Problem: This exercise asks for an exact copy of every entry below, with pictures omitted.

(Recorded data)
......

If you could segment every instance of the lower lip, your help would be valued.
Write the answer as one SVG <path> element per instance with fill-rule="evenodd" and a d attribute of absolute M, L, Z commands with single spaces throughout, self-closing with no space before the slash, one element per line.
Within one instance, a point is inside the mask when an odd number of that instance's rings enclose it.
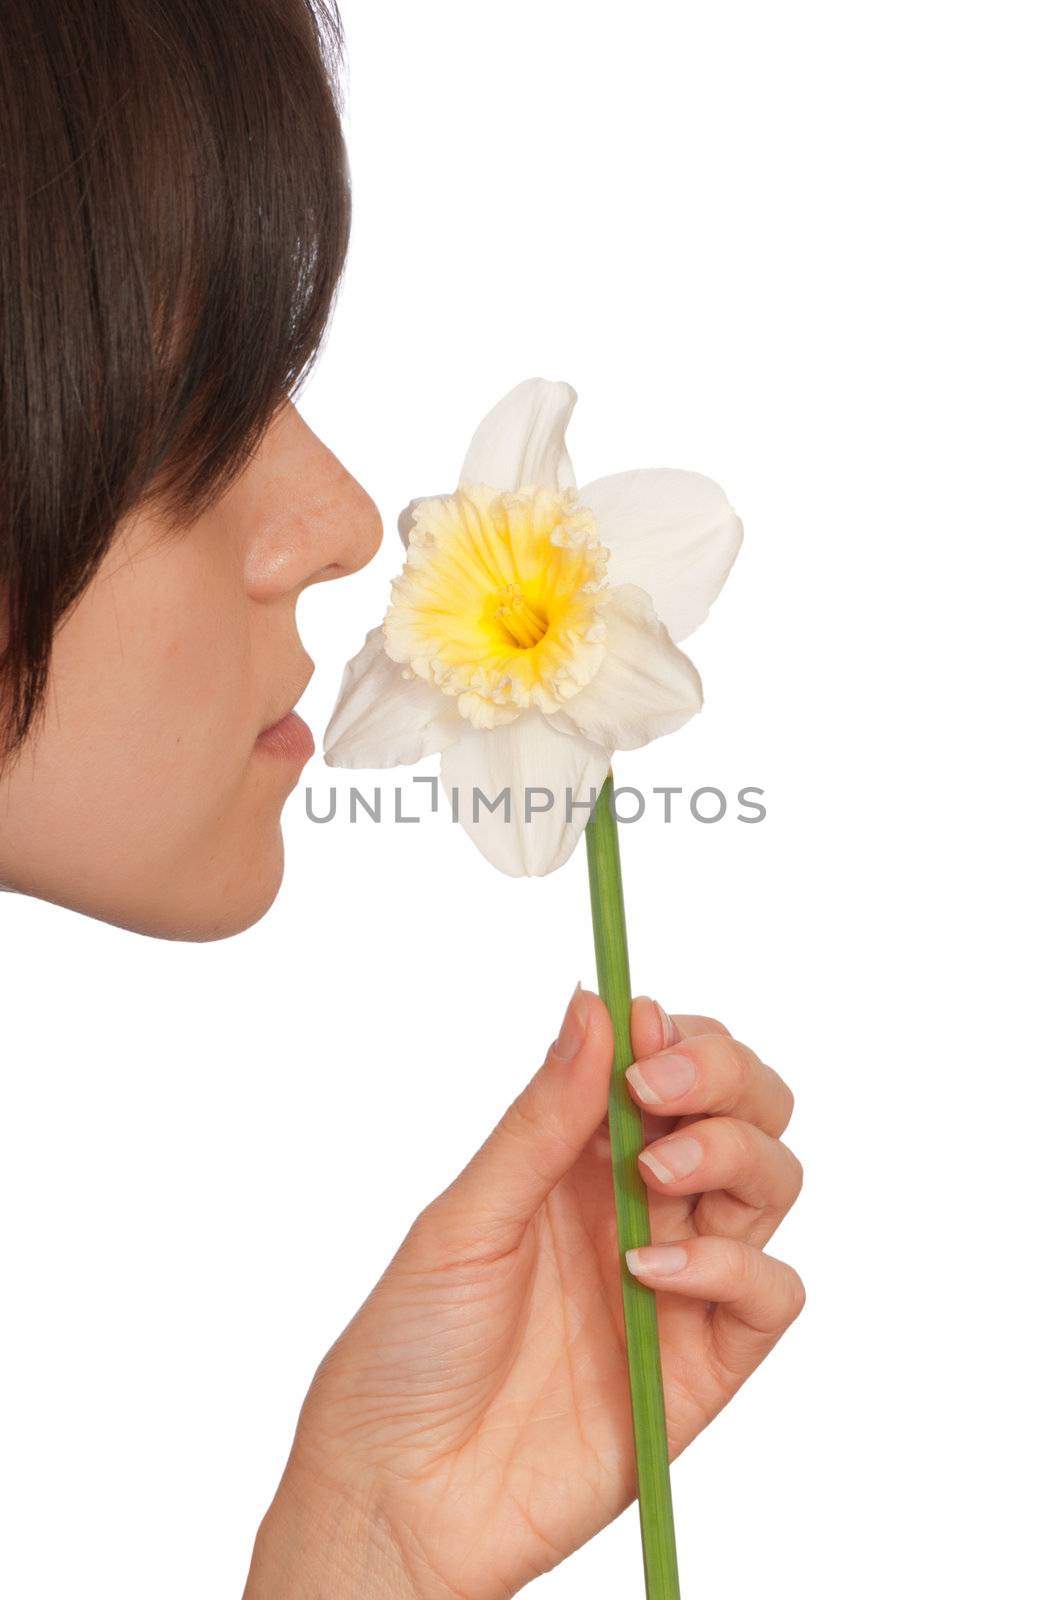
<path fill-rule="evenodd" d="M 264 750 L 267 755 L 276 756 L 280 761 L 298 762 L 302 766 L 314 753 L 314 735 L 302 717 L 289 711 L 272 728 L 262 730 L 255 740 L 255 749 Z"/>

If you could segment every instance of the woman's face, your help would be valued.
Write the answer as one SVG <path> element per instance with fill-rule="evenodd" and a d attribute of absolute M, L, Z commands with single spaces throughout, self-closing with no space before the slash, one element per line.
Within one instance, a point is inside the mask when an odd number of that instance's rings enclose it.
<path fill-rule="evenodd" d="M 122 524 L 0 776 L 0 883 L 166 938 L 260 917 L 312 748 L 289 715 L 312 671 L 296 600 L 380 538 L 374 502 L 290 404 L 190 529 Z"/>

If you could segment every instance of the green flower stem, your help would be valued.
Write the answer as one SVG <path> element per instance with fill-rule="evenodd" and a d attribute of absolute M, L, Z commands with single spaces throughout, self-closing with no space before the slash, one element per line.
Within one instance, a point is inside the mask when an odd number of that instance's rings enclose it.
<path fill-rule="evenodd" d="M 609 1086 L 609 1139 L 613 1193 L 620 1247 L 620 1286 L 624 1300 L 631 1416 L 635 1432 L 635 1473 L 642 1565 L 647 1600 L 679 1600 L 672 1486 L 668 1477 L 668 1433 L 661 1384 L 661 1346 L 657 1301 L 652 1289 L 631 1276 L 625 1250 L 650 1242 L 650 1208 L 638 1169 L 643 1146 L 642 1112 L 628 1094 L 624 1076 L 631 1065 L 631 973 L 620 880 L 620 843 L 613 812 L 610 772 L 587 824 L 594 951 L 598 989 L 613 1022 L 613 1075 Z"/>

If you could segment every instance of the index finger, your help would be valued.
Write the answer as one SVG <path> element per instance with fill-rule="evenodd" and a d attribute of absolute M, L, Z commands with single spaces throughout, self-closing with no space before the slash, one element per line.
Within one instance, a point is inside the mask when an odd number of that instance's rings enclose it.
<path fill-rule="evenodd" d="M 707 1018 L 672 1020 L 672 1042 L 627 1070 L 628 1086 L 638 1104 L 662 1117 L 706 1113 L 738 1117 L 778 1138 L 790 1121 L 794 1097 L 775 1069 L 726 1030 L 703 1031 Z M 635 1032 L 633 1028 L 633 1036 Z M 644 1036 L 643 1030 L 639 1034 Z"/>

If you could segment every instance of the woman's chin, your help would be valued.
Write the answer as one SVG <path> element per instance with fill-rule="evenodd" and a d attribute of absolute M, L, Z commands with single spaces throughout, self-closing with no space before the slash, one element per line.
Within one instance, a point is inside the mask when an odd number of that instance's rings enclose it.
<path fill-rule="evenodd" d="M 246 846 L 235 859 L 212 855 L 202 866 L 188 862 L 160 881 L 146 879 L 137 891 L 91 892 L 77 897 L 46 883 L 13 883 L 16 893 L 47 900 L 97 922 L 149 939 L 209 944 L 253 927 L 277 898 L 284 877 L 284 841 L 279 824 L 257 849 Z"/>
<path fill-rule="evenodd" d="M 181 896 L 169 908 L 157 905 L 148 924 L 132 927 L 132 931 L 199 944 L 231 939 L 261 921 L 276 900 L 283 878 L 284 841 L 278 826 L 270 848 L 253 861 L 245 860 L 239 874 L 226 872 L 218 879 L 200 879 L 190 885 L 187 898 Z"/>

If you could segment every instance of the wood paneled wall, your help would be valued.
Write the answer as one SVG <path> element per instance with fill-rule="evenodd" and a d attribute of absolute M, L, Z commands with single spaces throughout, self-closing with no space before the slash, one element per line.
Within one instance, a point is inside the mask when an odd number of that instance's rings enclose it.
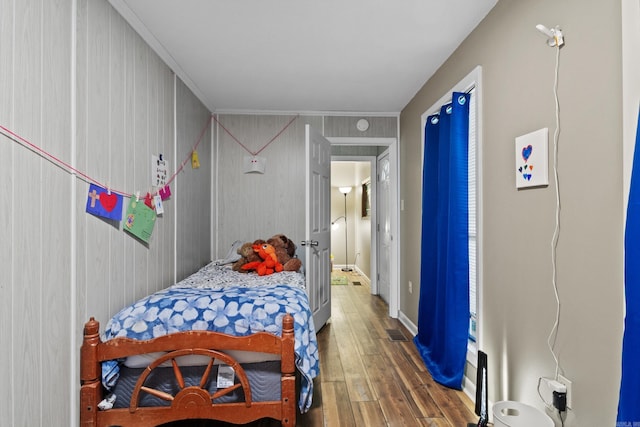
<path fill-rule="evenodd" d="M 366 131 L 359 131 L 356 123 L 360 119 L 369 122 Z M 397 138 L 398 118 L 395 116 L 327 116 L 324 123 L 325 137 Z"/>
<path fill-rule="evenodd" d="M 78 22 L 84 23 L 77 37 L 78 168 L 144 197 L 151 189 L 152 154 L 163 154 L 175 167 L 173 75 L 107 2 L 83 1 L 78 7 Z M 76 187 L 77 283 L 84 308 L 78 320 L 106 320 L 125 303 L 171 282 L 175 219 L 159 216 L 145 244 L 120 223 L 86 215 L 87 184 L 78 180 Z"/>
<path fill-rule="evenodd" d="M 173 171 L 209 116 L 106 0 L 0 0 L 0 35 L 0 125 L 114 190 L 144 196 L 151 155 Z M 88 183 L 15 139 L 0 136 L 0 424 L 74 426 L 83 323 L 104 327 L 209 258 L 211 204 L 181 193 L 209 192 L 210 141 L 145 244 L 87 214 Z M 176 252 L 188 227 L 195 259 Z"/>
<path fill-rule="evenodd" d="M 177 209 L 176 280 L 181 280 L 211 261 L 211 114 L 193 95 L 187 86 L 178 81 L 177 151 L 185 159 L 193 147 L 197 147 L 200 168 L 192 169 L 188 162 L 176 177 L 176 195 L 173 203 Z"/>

......

Exercise solution:
If you could segment every instance of the lower lip, your help would be valued.
Write the answer as one SVG <path> element per instance with fill-rule="evenodd" and a d attribute of absolute M, L, Z commands with single spaces throughout, self-closing with no space before the slash, one element per line.
Within one instance, a point is inside the mask when an odd number of that instance's rings enclose it.
<path fill-rule="evenodd" d="M 264 750 L 267 755 L 276 756 L 280 761 L 298 762 L 302 766 L 314 753 L 314 735 L 302 717 L 289 711 L 272 728 L 262 730 L 255 740 L 255 749 Z"/>

If you could segment every instance of the woman's face, your help would be valued.
Write the answer as one SVG <path> element per instance with fill-rule="evenodd" and a d attribute of absolute M, L, Z commands with single spaces throughout, self-closing with no space before the slash, one element per line.
Within one instance, a point is inside the mask when an odd number of that instance's rings enclose it.
<path fill-rule="evenodd" d="M 122 524 L 0 776 L 0 883 L 166 938 L 260 917 L 312 748 L 289 715 L 312 671 L 296 600 L 380 538 L 374 502 L 290 404 L 190 529 Z"/>

If you could segment every instance of the green flower stem, your help would be valued.
Write the answer as one SVG <path> element per instance with fill-rule="evenodd" and a d attribute of absolute M, L, Z commands with single spaces throughout, self-closing with no space before the slash, one element per line.
Within one instance, a point is inside the mask when an odd number of that instance's rings enclose it.
<path fill-rule="evenodd" d="M 609 1086 L 609 1139 L 613 1193 L 620 1247 L 620 1286 L 624 1300 L 631 1416 L 635 1432 L 635 1473 L 642 1565 L 647 1600 L 679 1600 L 672 1486 L 668 1477 L 668 1433 L 661 1384 L 661 1346 L 657 1301 L 652 1289 L 631 1276 L 625 1250 L 650 1242 L 650 1208 L 638 1169 L 643 1146 L 642 1112 L 628 1094 L 624 1076 L 631 1065 L 631 973 L 620 880 L 620 843 L 613 812 L 610 772 L 587 824 L 594 951 L 598 989 L 613 1022 L 613 1075 Z"/>

If you could segment every instance of the index finger, your help would be valued.
Write the answer as one SVG <path> element per instance with fill-rule="evenodd" and a d attribute of absolute M, L, Z commands with single spaces throughout, self-closing with no space before the slash, one element per line.
Within one instance, a point is inside the mask when an odd number of that instance's rings enclose it.
<path fill-rule="evenodd" d="M 707 1018 L 672 1020 L 672 1042 L 627 1070 L 628 1086 L 638 1104 L 662 1117 L 706 1113 L 738 1117 L 778 1138 L 790 1121 L 794 1097 L 775 1069 L 726 1030 L 703 1031 Z M 635 1032 L 633 1028 L 633 1036 Z M 644 1036 L 643 1030 L 639 1034 Z"/>

If you could segment every instance of the woman's chin, your help would be valued.
Write the answer as one SVG <path> element per instance with fill-rule="evenodd" and a d attribute of absolute M, L, Z commands with single spaces throughout, self-closing with no space before the slash, one element per line.
Within one instance, a point is inside the mask when an odd number of that instance's rings enclose it.
<path fill-rule="evenodd" d="M 246 846 L 235 859 L 212 855 L 202 866 L 188 862 L 160 881 L 146 879 L 137 891 L 91 892 L 77 897 L 46 883 L 13 883 L 16 893 L 47 900 L 97 922 L 149 939 L 209 944 L 253 927 L 277 898 L 284 877 L 284 841 L 279 824 L 257 849 Z"/>
<path fill-rule="evenodd" d="M 181 896 L 169 908 L 157 905 L 148 924 L 132 927 L 132 931 L 199 944 L 231 939 L 261 921 L 276 900 L 283 878 L 284 841 L 278 826 L 270 848 L 253 861 L 245 860 L 239 874 L 226 872 L 218 879 L 200 879 L 190 885 L 187 898 Z"/>

If you could segment every instance of the wood paneled wall, your help would be valued.
Write the answer as one SVG <path> element per instance with fill-rule="evenodd" and a d attribute of absolute M, L, Z commands with single spaces throughout, self-closing with no space before the slash, one element per line.
Within one instance, a point is inside the mask when an odd number of that instance's rings enclose it.
<path fill-rule="evenodd" d="M 366 131 L 359 131 L 356 123 L 360 119 L 369 122 Z M 397 138 L 398 118 L 395 116 L 327 116 L 324 123 L 325 137 Z"/>
<path fill-rule="evenodd" d="M 78 22 L 84 23 L 77 37 L 78 168 L 144 197 L 151 189 L 152 154 L 163 154 L 175 167 L 173 75 L 107 2 L 83 1 L 78 7 Z M 76 187 L 77 283 L 84 308 L 78 320 L 106 320 L 125 303 L 171 282 L 175 219 L 159 216 L 145 244 L 120 223 L 86 215 L 87 184 L 78 180 Z"/>
<path fill-rule="evenodd" d="M 173 171 L 209 116 L 106 0 L 0 0 L 0 35 L 0 125 L 114 190 L 144 196 L 151 155 Z M 88 183 L 15 139 L 0 136 L 0 424 L 74 426 L 83 323 L 104 327 L 209 258 L 211 204 L 181 193 L 209 192 L 210 141 L 145 244 L 87 214 Z M 176 252 L 188 227 L 195 259 Z"/>
<path fill-rule="evenodd" d="M 177 209 L 176 280 L 181 280 L 211 261 L 211 114 L 193 95 L 187 86 L 178 81 L 177 151 L 185 159 L 193 147 L 197 147 L 200 168 L 192 169 L 188 162 L 176 177 L 176 195 L 173 203 Z"/>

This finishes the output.